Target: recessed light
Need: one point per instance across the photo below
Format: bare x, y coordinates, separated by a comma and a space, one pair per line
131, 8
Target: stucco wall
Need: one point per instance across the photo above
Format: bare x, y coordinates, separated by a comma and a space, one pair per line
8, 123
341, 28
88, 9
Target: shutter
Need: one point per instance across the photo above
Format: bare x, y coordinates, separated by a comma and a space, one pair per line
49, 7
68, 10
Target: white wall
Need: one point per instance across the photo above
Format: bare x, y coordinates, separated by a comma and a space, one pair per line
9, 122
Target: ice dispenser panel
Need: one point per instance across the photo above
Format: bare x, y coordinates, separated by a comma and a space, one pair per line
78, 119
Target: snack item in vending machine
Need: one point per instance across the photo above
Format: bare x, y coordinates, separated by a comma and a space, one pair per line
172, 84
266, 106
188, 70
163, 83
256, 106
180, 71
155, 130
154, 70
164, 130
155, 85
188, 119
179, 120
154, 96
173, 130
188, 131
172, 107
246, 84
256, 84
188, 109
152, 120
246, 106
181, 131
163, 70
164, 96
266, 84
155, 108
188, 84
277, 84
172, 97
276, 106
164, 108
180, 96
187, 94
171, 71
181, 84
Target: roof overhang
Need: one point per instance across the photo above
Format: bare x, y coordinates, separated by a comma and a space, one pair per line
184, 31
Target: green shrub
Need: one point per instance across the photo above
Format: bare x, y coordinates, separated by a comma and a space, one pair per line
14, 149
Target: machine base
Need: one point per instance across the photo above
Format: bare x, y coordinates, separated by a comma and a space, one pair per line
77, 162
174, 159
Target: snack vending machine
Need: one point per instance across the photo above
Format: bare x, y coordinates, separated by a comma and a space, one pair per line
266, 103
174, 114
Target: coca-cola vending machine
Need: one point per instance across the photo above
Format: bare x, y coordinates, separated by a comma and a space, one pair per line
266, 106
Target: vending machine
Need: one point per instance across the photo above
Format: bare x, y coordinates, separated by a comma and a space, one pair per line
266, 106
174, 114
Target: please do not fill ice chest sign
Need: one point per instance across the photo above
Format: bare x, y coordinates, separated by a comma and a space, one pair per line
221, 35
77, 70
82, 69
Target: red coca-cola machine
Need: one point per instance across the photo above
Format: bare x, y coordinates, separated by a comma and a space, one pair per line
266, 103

########################################

--- What needs to be done ---
Rename "vending machine" to "vending unit" throughout the lines above, and reproduce them with nothing else changed.

--- Exercise output ---
Target: recessed light
Need: one point per instance across the photo below
Format: bare x, y coordinates, separated by a comma and a space, one pair per line
131, 8
Target: stucco wall
Need: one point per instance across the photo above
Format: bare x, y coordinates, separated by a comma and a space, one pair per line
8, 123
341, 28
88, 9
Target: shutter
Need: one point per instance across the photo above
Format: bare x, y coordinates, separated by a comma and a space, one pair per line
49, 7
68, 10
Target: white wall
Need: one point per instance across the photo above
Format: bare x, y coordinates, separated by a comma and a space, one pair per line
9, 122
Target: ice dispenser panel
Need: one point per instance across the photo above
Format: bare x, y coordinates, separated by a comma and a space, one pair per line
78, 119
Target: snack item in vending unit
Need: one point per instance across the photo above
Format: bare x, y coordinates, separated by a comma and a space, one pair per line
172, 84
266, 106
188, 70
163, 83
256, 106
180, 71
155, 130
154, 70
164, 130
155, 85
188, 119
179, 120
154, 96
173, 130
188, 131
172, 107
246, 84
256, 84
188, 109
152, 120
246, 106
181, 131
163, 70
164, 96
266, 84
155, 108
188, 84
277, 84
172, 97
276, 106
164, 108
180, 96
187, 94
171, 71
181, 84
Target: roof overhang
Need: one point per instance across the photo above
Format: bare x, y coordinates, separated by a comma and a space, one pair per line
184, 31
Target: green shrub
Need: one point per instance across the photo above
Format: bare x, y coordinates, separated by a comma and a space, one pair per line
14, 149
Target: machine base
Need: one point per instance across the photo above
Format: bare x, y coordinates, separated by a comma and a space, one pair per line
77, 162
174, 159
Target: snack vending unit
Need: one point per instance across the photo above
Format: bare x, y coordinates, separated by a comma and a space, one pair per line
266, 103
174, 114
Target: coca-cola vending unit
Need: one point per instance across the photo above
Format: bare x, y coordinates, separated by a comma and a space, one pair per line
266, 106
Target: vending unit
Need: one point per instance across the photo above
Format: bare x, y coordinates, separated by a comma and a space, one pair per line
266, 106
174, 114
Target: please do not fill ice chest sign
Need: one point per instance across the photo above
Format: bare x, y coordinates, separated by a comma and a space, one pair per line
221, 35
77, 70
82, 69
Target: red coca-cola machine
Need: one point per instance across the photo above
Format: bare x, y coordinates, separated by a comma and a space, one pair per line
266, 103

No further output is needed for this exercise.